La première chose qui frappe le regard est l’immense Walkyrie It’s raining men (2018) créée pour l’événement. Dans une grande installation de cravates, pantalons, chemises et chaussettes qui semble manger le rez-de-chaussée pour grimper comme une végétation folle aux extrémités phalliques jusqu’à l’étage, l’artiste fait un clin d’œil au fait que le commissaire, Jean-François Chougnet, est un homme. Il a fallu pas moins de dix jours aux équipes de Vasconcelos pour mettre en place ce monument coloré, joueur et parfait pour l’espace. Et c’est debout, les mains dans les pantalons qu’elles ont parfait les coutures de cet immense étendard.

Or, très vite, l’on retrouve Joana Vasconcelos, via un film, dans son milieu très féminin familier : la grande sororité des tricoteuses ou crocheteuses avec un beau film qui magnifie celles qui brodent son œuvre (une seule femme par pièce pour que les nœuds soient égaux). Il y a l’équipe des femmes, jeunes et moins jeunes, qui suivent Vasconcelos dans son art et il y a des monuments clés du Portugal millénaire. Le pays d’origine de l’artiste (et le premier qui l’a reconnue) est omniprésent, dès le cartel qui nous rappelle que le mot crochet est passé tel quel de la sphère lusophone à la langue française, avec ses traditions. Et le Portugal est aussi présent, à travers ses monuments emblématiques, le mythique travail d’après les animaux de Rafael Bordalo Pinheiro (1846-1905), les azuléjos (mosaïques) ou la tapisserie d’Arraiolos qui retient dans ses fils les deux cygnes amoureux du Pas de deux (des français 2002) grimaçants. La première chanson culte et portugaise de l’Eurovision (2005) ainsi qu’un « Luso » Nike (2006) viennent parfaire cette image mi-enracinée mi-ironique d‘un Portugal entré dans la mondialisation.

==*==

# CONSIGNE A:
Résumez en trois phrases au plus le paragraphe de l'extrait choisi qui commence par « La première chose qui frappe le regard », en conservant ses faits principaux.

# DONNÉES FOURNIES:
==*==

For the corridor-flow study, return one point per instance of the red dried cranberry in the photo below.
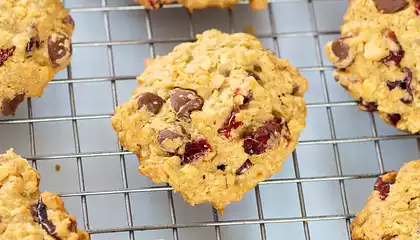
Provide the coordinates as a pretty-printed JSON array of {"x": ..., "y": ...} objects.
[
  {"x": 382, "y": 187},
  {"x": 368, "y": 106},
  {"x": 256, "y": 142},
  {"x": 394, "y": 118},
  {"x": 194, "y": 151},
  {"x": 394, "y": 56},
  {"x": 247, "y": 164},
  {"x": 229, "y": 124},
  {"x": 5, "y": 54}
]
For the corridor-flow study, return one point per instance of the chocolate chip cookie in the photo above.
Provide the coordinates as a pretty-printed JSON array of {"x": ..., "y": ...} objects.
[
  {"x": 35, "y": 43},
  {"x": 214, "y": 117},
  {"x": 199, "y": 4},
  {"x": 25, "y": 213},
  {"x": 392, "y": 212},
  {"x": 376, "y": 59}
]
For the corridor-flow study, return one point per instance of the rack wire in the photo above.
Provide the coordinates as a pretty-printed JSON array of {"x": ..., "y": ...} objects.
[{"x": 322, "y": 69}]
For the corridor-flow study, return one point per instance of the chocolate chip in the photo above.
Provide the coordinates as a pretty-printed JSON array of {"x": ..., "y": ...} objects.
[
  {"x": 185, "y": 101},
  {"x": 256, "y": 142},
  {"x": 247, "y": 164},
  {"x": 152, "y": 101},
  {"x": 5, "y": 54},
  {"x": 390, "y": 6},
  {"x": 68, "y": 20},
  {"x": 194, "y": 151},
  {"x": 9, "y": 106},
  {"x": 168, "y": 134},
  {"x": 59, "y": 49},
  {"x": 222, "y": 167},
  {"x": 368, "y": 106},
  {"x": 383, "y": 187},
  {"x": 340, "y": 49},
  {"x": 394, "y": 56},
  {"x": 229, "y": 124},
  {"x": 394, "y": 118},
  {"x": 39, "y": 213}
]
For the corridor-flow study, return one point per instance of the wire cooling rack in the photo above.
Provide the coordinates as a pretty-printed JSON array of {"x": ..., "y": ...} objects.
[{"x": 68, "y": 137}]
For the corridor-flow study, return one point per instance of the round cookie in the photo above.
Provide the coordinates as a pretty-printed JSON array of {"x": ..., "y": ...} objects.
[
  {"x": 214, "y": 117},
  {"x": 199, "y": 4},
  {"x": 35, "y": 43},
  {"x": 392, "y": 212},
  {"x": 377, "y": 57},
  {"x": 26, "y": 213}
]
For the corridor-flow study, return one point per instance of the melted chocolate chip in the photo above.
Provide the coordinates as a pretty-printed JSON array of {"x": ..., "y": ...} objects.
[
  {"x": 394, "y": 118},
  {"x": 256, "y": 142},
  {"x": 221, "y": 167},
  {"x": 59, "y": 49},
  {"x": 368, "y": 106},
  {"x": 247, "y": 164},
  {"x": 394, "y": 56},
  {"x": 152, "y": 101},
  {"x": 383, "y": 187},
  {"x": 5, "y": 54},
  {"x": 340, "y": 49},
  {"x": 194, "y": 151},
  {"x": 184, "y": 102},
  {"x": 230, "y": 124},
  {"x": 8, "y": 107},
  {"x": 168, "y": 134},
  {"x": 390, "y": 6},
  {"x": 39, "y": 213}
]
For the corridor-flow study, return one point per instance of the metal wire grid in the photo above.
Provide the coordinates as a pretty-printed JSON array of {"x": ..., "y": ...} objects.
[{"x": 261, "y": 220}]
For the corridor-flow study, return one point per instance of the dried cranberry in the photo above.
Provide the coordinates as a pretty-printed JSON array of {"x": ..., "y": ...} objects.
[
  {"x": 34, "y": 42},
  {"x": 368, "y": 106},
  {"x": 247, "y": 164},
  {"x": 382, "y": 187},
  {"x": 39, "y": 213},
  {"x": 256, "y": 142},
  {"x": 194, "y": 151},
  {"x": 394, "y": 118},
  {"x": 394, "y": 56},
  {"x": 5, "y": 54},
  {"x": 230, "y": 123}
]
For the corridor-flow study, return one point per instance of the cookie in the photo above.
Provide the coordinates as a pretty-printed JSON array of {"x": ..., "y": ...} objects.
[
  {"x": 392, "y": 212},
  {"x": 199, "y": 4},
  {"x": 35, "y": 43},
  {"x": 25, "y": 213},
  {"x": 376, "y": 59},
  {"x": 214, "y": 117}
]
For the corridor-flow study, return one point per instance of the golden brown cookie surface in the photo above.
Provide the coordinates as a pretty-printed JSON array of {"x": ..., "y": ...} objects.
[
  {"x": 392, "y": 212},
  {"x": 377, "y": 59},
  {"x": 26, "y": 213},
  {"x": 35, "y": 43},
  {"x": 214, "y": 117}
]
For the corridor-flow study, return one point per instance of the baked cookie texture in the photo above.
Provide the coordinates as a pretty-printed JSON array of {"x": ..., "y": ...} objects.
[
  {"x": 392, "y": 212},
  {"x": 377, "y": 58},
  {"x": 214, "y": 117},
  {"x": 199, "y": 4},
  {"x": 25, "y": 213},
  {"x": 35, "y": 43}
]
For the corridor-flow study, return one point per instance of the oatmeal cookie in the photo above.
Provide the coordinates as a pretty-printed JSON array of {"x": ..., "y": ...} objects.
[
  {"x": 35, "y": 43},
  {"x": 392, "y": 212},
  {"x": 199, "y": 4},
  {"x": 377, "y": 57},
  {"x": 214, "y": 117},
  {"x": 25, "y": 213}
]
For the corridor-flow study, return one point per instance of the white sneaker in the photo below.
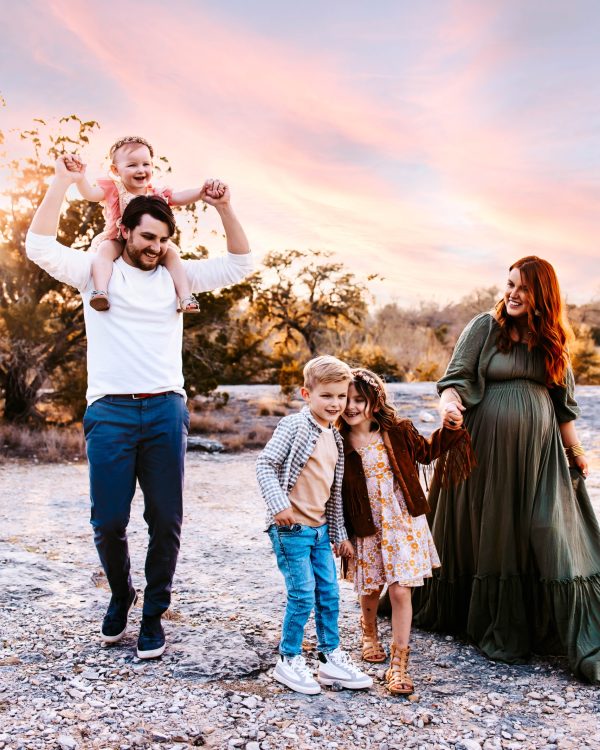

==*==

# CONSIGNE B:
Dans les données fournies, modifiez les lignes allant de celle qui contient « oatmeal cookie in the photo above. » jusqu'à la fin des données en remplaçant partout « photo » par « image », sans rien changer d'autre. Ne reproduisez que ces lignes et laissez les images de côté dans votre réponse, s'il vous plaît.

# RÉPONSE ATTENDUE A:
Pour l'événement, l'artiste a créé l'immense Walkyrie It's raining men (2018), une installation de cravates, pantalons, chemises et chaussettes qui envahit le rez-de-chaussée et grimpe jusqu'à l'étage. L'œuvre est un clin d'œil au fait que le commissaire, Jean-François Chougnet, est un homme. Les équipes de Vasconcelos ont mis pas moins de dix jours à installer ce monument coloré, dont elles ont parfait les coutures debout.

# RÉPONSE ATTENDUE B:
For the corridor-flow study, return one point per instance of the oatmeal cookie in the image above.
Provide the coordinates as a pretty-printed JSON array of {"x": ..., "y": ...} objects.
[
  {"x": 35, "y": 43},
  {"x": 392, "y": 212},
  {"x": 199, "y": 4},
  {"x": 377, "y": 57},
  {"x": 214, "y": 117},
  {"x": 25, "y": 213}
]
For the corridor-flow study, return one point per instance of the white sneaker in the image below.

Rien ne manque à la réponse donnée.